Objective: Repeat the material exactly, leaving nothing out.

Provided records:
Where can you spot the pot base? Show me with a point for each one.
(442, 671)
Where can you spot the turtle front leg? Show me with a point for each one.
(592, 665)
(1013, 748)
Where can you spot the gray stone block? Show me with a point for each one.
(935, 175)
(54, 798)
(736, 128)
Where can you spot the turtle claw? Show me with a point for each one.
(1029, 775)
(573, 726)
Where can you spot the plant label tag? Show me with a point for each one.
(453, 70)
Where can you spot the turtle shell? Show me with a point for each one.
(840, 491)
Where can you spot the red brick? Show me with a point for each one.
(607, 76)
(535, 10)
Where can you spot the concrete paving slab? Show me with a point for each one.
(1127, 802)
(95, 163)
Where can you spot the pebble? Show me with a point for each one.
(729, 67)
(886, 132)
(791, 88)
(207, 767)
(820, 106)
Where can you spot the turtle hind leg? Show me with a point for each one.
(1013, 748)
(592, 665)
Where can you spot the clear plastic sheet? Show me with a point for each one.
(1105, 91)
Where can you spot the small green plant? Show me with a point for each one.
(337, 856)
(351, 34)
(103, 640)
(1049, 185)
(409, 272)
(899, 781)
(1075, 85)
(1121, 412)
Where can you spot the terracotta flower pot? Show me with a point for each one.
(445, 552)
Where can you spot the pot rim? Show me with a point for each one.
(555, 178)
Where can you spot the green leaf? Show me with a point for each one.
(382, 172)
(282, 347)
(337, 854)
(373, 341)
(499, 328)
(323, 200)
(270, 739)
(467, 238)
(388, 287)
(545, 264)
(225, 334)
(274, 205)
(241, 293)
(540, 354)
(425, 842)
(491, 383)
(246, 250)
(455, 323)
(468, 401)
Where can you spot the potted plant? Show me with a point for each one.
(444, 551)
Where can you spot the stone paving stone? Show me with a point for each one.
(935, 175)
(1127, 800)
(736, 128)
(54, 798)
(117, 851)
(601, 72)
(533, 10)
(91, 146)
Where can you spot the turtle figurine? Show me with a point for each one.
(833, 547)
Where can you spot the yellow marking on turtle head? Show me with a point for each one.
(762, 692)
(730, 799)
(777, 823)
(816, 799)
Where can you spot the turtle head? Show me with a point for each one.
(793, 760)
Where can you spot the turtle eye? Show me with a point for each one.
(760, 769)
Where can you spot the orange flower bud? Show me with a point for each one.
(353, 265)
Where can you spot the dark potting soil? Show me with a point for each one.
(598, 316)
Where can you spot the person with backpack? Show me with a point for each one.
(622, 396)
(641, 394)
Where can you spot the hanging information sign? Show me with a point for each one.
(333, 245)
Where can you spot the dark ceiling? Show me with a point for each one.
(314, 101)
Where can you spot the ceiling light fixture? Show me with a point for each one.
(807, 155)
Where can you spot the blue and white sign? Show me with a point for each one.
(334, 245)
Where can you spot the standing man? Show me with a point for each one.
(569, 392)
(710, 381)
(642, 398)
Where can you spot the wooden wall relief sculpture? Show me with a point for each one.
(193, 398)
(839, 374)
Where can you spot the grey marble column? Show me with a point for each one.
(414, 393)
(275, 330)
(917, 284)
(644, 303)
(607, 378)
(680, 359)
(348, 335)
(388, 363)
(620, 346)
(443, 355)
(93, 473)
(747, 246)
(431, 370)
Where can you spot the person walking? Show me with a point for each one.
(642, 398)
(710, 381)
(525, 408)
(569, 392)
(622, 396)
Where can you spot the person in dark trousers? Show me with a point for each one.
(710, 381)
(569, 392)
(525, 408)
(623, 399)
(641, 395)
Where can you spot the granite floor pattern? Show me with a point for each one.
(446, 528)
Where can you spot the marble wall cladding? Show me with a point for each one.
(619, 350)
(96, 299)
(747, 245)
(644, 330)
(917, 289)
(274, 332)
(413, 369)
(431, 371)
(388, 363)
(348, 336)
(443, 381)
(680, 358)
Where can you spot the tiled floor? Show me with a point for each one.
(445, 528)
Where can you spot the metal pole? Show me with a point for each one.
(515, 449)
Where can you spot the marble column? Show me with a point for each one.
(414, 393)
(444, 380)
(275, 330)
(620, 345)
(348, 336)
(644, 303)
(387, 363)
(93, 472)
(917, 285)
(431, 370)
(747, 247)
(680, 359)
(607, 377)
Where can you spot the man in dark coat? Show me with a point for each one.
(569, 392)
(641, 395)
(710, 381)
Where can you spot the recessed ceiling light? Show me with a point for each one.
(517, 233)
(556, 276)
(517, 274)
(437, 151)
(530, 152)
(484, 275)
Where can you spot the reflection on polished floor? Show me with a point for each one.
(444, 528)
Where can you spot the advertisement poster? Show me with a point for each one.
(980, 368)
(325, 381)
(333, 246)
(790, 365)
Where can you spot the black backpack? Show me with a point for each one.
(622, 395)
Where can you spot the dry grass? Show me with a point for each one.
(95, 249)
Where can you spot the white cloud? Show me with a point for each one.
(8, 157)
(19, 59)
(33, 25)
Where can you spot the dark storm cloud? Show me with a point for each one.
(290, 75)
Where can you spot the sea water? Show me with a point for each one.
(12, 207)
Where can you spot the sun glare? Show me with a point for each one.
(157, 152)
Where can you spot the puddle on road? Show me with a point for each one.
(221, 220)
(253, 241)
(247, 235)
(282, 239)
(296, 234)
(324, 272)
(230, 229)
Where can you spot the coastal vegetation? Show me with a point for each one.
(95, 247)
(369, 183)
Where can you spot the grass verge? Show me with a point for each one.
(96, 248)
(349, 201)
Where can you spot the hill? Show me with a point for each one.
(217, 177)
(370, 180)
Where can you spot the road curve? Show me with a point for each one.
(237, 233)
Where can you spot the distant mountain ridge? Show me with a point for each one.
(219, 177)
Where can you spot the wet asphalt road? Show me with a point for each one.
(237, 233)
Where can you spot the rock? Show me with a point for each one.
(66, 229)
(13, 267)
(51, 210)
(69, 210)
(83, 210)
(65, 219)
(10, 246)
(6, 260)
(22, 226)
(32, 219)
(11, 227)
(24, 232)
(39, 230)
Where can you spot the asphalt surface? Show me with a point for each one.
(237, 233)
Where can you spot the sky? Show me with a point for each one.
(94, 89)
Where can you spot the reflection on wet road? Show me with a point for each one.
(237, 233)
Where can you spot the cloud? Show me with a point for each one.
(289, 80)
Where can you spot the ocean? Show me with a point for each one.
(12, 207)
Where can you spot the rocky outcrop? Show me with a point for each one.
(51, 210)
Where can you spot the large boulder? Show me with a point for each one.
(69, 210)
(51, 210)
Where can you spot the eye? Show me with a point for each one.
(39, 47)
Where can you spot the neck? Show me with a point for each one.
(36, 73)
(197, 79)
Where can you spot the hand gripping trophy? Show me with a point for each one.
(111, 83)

Expected answer:
Where can you spot the pot base? Show me with a point for each one.
(442, 671)
Where can you spot the turtle front leg? Show me with a point for each one.
(592, 665)
(1013, 748)
Where can you spot the gray stone block? Show me with a point for each one.
(935, 175)
(54, 798)
(736, 128)
Where can you spot the turtle claw? Show me with a point for each one.
(1029, 775)
(573, 726)
Where can you spot the plant label tag? Show me with a point for each one.
(453, 70)
Where can you spot the turtle shell? Show me with a point for each one.
(840, 491)
Where can you spot the red brick? Show me with a point for each one.
(607, 76)
(535, 10)
Where can you spot the concrete paving slab? Show me with a point for each one.
(1127, 802)
(95, 163)
Where can you spot the pebble? Show me with a point for each one.
(729, 67)
(886, 132)
(791, 88)
(207, 767)
(820, 106)
Where can you spot the turtle hind leg? Show me with a point for each one.
(1013, 748)
(592, 665)
Where can you spot the clear plastic sheet? Show me with a point for each one.
(1105, 91)
Where can you spot the small green plant? Show me with a point for each one.
(337, 856)
(351, 34)
(103, 640)
(1049, 185)
(409, 272)
(899, 781)
(1075, 85)
(1121, 412)
Where can you spot the terracotta flower pot? Show me with a point for each one.
(445, 552)
Where can you spot the pot rim? Show me with a point for each one.
(555, 178)
Where can you spot the green leaf? Show me with a point for each one.
(382, 172)
(282, 347)
(337, 854)
(373, 341)
(499, 328)
(323, 200)
(270, 739)
(467, 238)
(388, 287)
(545, 264)
(225, 334)
(274, 205)
(241, 293)
(540, 354)
(425, 842)
(491, 383)
(246, 250)
(455, 323)
(468, 401)
Where can you spot the potted plant? Show me with a point for each one.
(444, 551)
Where can you spot the stone paving stone? Show me with a point for each one.
(935, 175)
(1127, 800)
(736, 128)
(54, 798)
(117, 851)
(601, 72)
(533, 10)
(91, 146)
Where can you spot the turtle figurine? Show me with a point for each one.
(833, 547)
Where can you spot the yellow marking on turtle head? Show me with a point for each one.
(762, 692)
(730, 799)
(777, 823)
(816, 799)
Where can you spot the turtle head? Show me with a point for each one.
(793, 760)
Where can you spot the turtle eye? Show me with a point for each one.
(760, 769)
Where can you spot the orange flower bud? Show me with a point for each one.
(353, 265)
Where can you spot the dark potting soil? Show me with a point for each one.
(598, 316)
Where can you spot the person with backpack? Show me with a point for each one.
(622, 396)
(641, 394)
Where can you spot the hanging information sign? Show me with a point for each one.
(333, 245)
Where can you spot the dark ceiling? Show me with a point for each one.
(314, 101)
Where can you spot the ceiling light fixture? Show me with a point for each one.
(807, 155)
Where can you spot the blue and white sign? Show me with a point for each one.
(334, 245)
Where can you spot the standing man? Show me with a point for each one.
(569, 392)
(710, 381)
(642, 398)
Where can you spot the wooden wall relief sculpture? Show me with a point for each one.
(193, 398)
(839, 374)
Where can you spot the grey marble column? Show me with a point for each one.
(414, 393)
(275, 330)
(917, 284)
(644, 303)
(607, 378)
(680, 359)
(348, 335)
(388, 363)
(620, 346)
(443, 355)
(93, 473)
(747, 246)
(431, 370)
Where can you spot the person walking? Show me with a point for each one.
(642, 398)
(710, 381)
(525, 408)
(569, 392)
(622, 396)
Where can you spot the person in dark trousers? Show me with a point for each one.
(710, 381)
(569, 392)
(525, 408)
(623, 399)
(641, 395)
Where can you spot the granite floor pattern? Show me with a point for each one.
(446, 528)
Where can you spot the marble wall cladding? Show me with a point for each one.
(619, 350)
(96, 299)
(747, 245)
(644, 330)
(917, 289)
(274, 332)
(413, 369)
(431, 371)
(388, 363)
(348, 336)
(443, 381)
(680, 358)
Where can you spot the tiled floor? Show me with a point for each one.
(445, 528)
Where can you spot the metal pole? Show me with a point for each one.
(515, 449)
Where can you spot the marble column? Show me with a point for each one.
(414, 393)
(444, 380)
(275, 330)
(620, 345)
(348, 336)
(644, 303)
(387, 363)
(93, 472)
(917, 285)
(431, 370)
(747, 247)
(680, 359)
(607, 377)
Where can you spot the man in dark coat? Show me with a point for each one.
(569, 392)
(641, 395)
(710, 381)
Where can you spot the recessed ceiling light? Show me with a point for each one.
(517, 233)
(556, 276)
(517, 274)
(437, 151)
(530, 152)
(484, 275)
Where can you spot the reflection on polished floor? Show me with a point for each one.
(444, 528)
Where can you spot the advertisement poster? Show me with a point for each one.
(980, 368)
(325, 381)
(333, 246)
(790, 365)
Where can you spot the black backpack? Show me with a point for each one.
(622, 395)
Where can you spot the dry grass? Show me with a point for each one.
(95, 249)
Where can you spot the white cloud? Show me with a point for each one.
(8, 157)
(19, 59)
(33, 25)
Where can you spot the dark storm cloud? Show me with a point for each one.
(290, 75)
Where can you spot the sea water? Show me with a point for each one.
(12, 207)
Where can you spot the sun glare? Show me with a point for each one.
(157, 152)
Where can you spot the puddle on road? Show me with a point for each one.
(221, 220)
(253, 241)
(247, 235)
(282, 239)
(296, 234)
(324, 272)
(230, 229)
Where can you spot the coastal vegetation? Show me with a point for each one.
(95, 247)
(369, 183)
Where can you spot the grass verge? Show me with a point for each one.
(96, 248)
(349, 201)
Where can you spot the hill? Show me with a point for each one.
(217, 177)
(370, 180)
Where can you spot the road curve? Show me with a point for each one.
(237, 233)
Where can you spot the distant mountain ridge? Show me with a point for each one.
(219, 177)
Where can you spot the wet asphalt road? Show me with a point for each one.
(237, 233)
Where can you spot the rock? Show me with a point for each one.
(66, 229)
(13, 267)
(51, 210)
(69, 210)
(83, 210)
(65, 219)
(10, 246)
(6, 260)
(22, 226)
(32, 219)
(11, 227)
(24, 232)
(39, 230)
Where can you spot the asphalt surface? Show me with a point for each one.
(237, 233)
Where can you spot the sky? Show me with a point for each one.
(94, 89)
Where can you spot the reflection on wet road? Show me with a point for each one.
(237, 233)
Where can you spot the cloud? Show me with a point for each one.
(289, 80)
Where can you spot the ocean? Show me with a point for each one.
(12, 207)
Where can you spot the rocky outcrop? Show me with a point for each one.
(51, 210)
Where can you spot the large boulder? Show me with a point for each one.
(69, 210)
(51, 210)
Where can you spot the eye? Show me with a point for each one.
(39, 47)
Where can you spot the neck? Show me with a point for each one.
(36, 73)
(197, 79)
Where can you spot the hand gripping trophy? Show me with a point for each one.
(111, 83)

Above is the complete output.